◆ ATTIVITÀ DA SVOLGERE ◆
1) Elenchi tutti gli oggetti di cui, secondo il racconto sulla risonanza magnetica, si resta privi quando la testa viene incastrata nel macchinario.
2) Scriva il seguito del racconto sulla risonanza magnetica, riprendendo subito dopo l'ultima frase.

◆ TESTO FORNITO ◆
┄┄┄┄┄┄┄┄┄┄

Ti incastrano nel gabbiotto la testa. Sei: senza occhiali, senza orecchini, senza la catenella con le medagliette dei figli, senza la mollettina ai capelli, senza orologio. E pure senza cintura. Che tu dimmi cosa c’entra con una risonanza magnetica (RM) alla faccia.
Ma insomma sei cieca, sola e rinchiusa.
Per rassicurarti ti danno in mano una pompetta che pare le perette che hai fatto di tanto in tanto ai figli nei momenti meno gloriosi.
«Se ha bisogno di parlarmi la prema».
La dottoressa se ne va. Tu sbirci con la coda bassa dell’occhio quello spicchio di aria e di stanza salvato al marchingegno e ti vanti: «Io non soffro di claustrofobia».
La prima volta è stato due mesi fa ed ero serena e tranquilla. Ma per qualche ragione il cuore saltava come un pesce e il respiro era piuttosto rapido. Pensai bastasse chiudere gli occhi, ma appena li chiudevo la sensazione di perdere il controllo mi soffocava ancor di più. Infine procedetti con respirazione forzata da note tecniche di rilassamento autosomministrate. E ce la feci.
Ora sto con gli occhi fissi sul puntino che è sicuramente un errore sulla plastica di questo tubo. Mi chiedo come mai lo vedo così a fuoco nonostante gli occhiali mancanti. Mi dico che, per Dio, evidentemente la volta del macchinario è davvero vicina.
Ma mi vanto – di nuovo – di non soffrire claustrofobia. Mentre la pompetta sta leggera in mani solo lievemente umide.
E si comincia.
A questo punto potreste immaginarvi (come io stessa immaginai) un certo scompenso cardio-respiratorio. E invece no: una qualche me più sbarazzina e spavalda del previsto come parte il suono infernale lo associa a una band sul palco. Così compare la batteria, il cantante rock, le schitarrate al limite col metal.
E – giuro – sto per ridere ma devo trattenermi per non inficiare l’esame.
Ogni tanto la macchina fa una pausa, nella quale ho il vezzo di notare quanto cazzo penso.

┄┄┄┄┄┄┄┄┄┄

[Descrizioni di regioni in linguaggio naturale]
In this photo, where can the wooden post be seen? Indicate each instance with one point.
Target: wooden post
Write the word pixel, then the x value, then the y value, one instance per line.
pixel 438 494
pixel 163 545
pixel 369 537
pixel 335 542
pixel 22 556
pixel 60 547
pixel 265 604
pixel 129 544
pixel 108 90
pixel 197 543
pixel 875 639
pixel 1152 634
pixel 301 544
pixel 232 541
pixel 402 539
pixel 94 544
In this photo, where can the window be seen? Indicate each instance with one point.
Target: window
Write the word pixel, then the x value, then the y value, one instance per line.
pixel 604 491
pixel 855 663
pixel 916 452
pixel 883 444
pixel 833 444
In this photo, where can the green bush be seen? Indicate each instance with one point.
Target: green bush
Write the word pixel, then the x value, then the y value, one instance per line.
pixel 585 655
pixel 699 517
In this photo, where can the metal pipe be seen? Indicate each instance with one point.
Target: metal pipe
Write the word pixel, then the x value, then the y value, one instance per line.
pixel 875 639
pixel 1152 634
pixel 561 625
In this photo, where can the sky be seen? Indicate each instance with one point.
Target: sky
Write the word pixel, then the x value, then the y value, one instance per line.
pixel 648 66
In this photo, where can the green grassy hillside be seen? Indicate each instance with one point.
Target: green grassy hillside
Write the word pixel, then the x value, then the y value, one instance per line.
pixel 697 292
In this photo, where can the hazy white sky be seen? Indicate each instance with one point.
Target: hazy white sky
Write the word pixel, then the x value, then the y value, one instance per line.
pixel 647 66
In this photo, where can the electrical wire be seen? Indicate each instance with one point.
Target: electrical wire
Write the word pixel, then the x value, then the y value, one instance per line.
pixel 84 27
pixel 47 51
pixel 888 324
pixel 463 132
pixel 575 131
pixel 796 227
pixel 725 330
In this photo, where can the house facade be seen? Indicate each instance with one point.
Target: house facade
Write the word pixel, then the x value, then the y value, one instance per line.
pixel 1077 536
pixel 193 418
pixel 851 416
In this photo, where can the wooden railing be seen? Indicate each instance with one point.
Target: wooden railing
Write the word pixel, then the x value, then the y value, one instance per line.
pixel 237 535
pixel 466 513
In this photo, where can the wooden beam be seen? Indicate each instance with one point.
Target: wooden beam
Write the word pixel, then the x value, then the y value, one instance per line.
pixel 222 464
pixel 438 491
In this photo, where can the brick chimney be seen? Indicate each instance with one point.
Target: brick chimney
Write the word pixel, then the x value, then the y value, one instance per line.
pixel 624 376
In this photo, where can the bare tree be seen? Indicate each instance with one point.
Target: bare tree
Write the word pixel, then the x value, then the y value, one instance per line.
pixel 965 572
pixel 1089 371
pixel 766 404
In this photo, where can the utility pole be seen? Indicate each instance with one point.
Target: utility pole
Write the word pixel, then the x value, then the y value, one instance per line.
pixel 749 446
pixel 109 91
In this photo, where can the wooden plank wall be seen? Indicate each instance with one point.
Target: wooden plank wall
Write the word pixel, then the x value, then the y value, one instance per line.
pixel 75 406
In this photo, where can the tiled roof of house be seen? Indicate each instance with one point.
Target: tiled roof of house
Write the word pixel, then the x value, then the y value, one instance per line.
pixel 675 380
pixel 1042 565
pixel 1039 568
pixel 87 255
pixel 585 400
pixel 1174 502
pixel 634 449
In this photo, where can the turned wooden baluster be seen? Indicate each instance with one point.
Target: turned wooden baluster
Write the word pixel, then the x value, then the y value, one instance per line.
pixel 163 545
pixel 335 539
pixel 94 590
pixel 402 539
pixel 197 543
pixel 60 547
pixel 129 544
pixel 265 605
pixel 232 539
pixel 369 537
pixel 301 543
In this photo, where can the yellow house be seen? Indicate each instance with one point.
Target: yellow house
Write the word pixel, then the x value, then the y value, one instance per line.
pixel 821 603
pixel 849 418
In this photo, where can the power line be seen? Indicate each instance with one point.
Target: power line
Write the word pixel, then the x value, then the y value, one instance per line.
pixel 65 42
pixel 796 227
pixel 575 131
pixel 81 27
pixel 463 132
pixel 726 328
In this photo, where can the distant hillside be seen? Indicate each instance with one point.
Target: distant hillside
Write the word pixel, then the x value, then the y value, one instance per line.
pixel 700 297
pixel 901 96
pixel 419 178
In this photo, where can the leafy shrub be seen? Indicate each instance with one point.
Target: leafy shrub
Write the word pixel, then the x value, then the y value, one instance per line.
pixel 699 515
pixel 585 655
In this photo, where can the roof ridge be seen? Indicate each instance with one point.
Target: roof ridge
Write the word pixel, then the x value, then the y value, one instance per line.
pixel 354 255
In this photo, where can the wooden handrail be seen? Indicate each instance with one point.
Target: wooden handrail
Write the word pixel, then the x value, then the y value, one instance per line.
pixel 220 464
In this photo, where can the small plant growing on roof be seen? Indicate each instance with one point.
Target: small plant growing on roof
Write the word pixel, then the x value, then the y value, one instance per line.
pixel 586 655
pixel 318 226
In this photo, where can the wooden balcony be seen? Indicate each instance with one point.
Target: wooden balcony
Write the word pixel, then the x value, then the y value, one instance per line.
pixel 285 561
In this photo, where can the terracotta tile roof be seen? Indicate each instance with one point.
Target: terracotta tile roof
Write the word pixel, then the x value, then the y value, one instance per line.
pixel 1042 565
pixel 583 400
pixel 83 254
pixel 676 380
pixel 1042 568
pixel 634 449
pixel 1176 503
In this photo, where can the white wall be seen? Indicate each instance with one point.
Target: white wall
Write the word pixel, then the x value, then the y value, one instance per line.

┄┄┄┄┄┄┄┄┄┄

◆ RISPOSTE SCRITTE ◆
1) Occhiali, orecchini, catenella con le medagliette dei figli, mollettina ai capelli, orologio, cintura.

2)
È buffo, ma in un tubo da RM sembra che coi pensieri ci fai il concentrato, che siccome non hanno spazio per volare via ne conti a migliaia.
Io ho pensato: a quel puntino che chissà cos’era. A due lievi graffi azzurri immaginando qualcuno che si dibatteva. Al profumo di Nivea probabilmente mollato da un mio predecessore. A chi è venuto prima. Se sta maschera-gabbia che ti chiudono sul volto la disinfettano. Se invece no e quindi sto respirando a due centimetri da un’orda virale posata su di essa. Cosa succede se starnutisco. Cosa succede se mi viene da tossire. Cosa succede se mi viene un’idea geniale. Quanto cazzo dura.
Se la tizia è svenuta. Se lei e l’infermiera adesso stanno aprendo la mia borsa e mi prendono i soldi dal portafogli e poi lo rimettono dentro esatto com’era. Se mi rubano la catenella coi figli. (Se si prendono la felpa pazienza).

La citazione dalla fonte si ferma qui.